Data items
%%

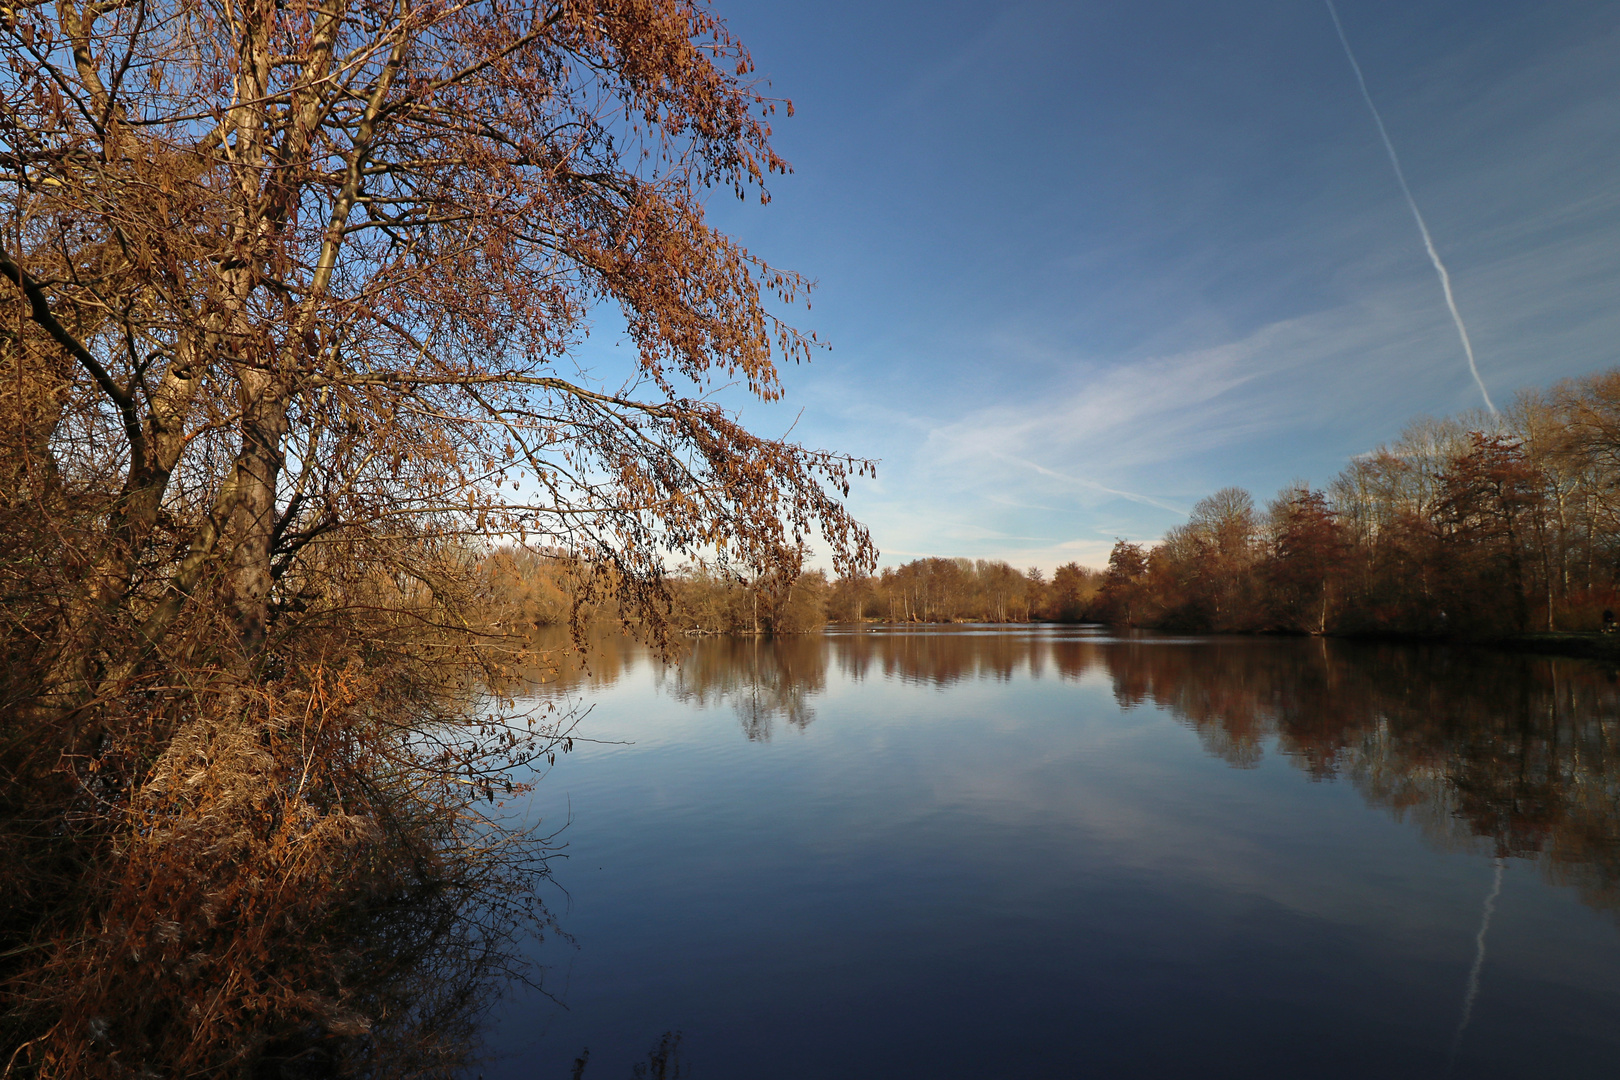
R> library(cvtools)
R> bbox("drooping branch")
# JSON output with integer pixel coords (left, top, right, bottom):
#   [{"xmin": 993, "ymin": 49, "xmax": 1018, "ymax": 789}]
[{"xmin": 0, "ymin": 244, "xmax": 147, "ymax": 471}]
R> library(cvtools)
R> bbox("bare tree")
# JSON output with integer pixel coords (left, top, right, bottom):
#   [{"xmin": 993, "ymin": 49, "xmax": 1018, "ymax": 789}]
[
  {"xmin": 2, "ymin": 0, "xmax": 871, "ymax": 705},
  {"xmin": 0, "ymin": 1, "xmax": 872, "ymax": 1072}
]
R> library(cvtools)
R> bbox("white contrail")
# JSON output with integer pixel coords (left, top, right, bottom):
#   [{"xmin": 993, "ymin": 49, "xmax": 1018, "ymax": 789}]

%%

→ Action item
None of the pictures should be copied, but every record above must be returned exactly.

→ Written solution
R> library(cvtools)
R> bbox("drooping branch")
# JSON output with integer pixel coords (left, top, right, bottom):
#   [{"xmin": 993, "ymin": 49, "xmax": 1018, "ymax": 789}]
[{"xmin": 0, "ymin": 244, "xmax": 147, "ymax": 471}]
R> library(cvtools)
R> bbox("bare tree")
# JSON output with integer pixel coords (left, top, right, bottom):
#   [{"xmin": 993, "ymin": 49, "xmax": 1018, "ymax": 789}]
[
  {"xmin": 2, "ymin": 0, "xmax": 871, "ymax": 705},
  {"xmin": 0, "ymin": 1, "xmax": 872, "ymax": 1072}
]
R> library(cvtools)
R> bbox("white contrail")
# JSON output with integer pixel coords (left, top, right, bottom):
#   [{"xmin": 993, "ymin": 49, "xmax": 1018, "ymax": 789}]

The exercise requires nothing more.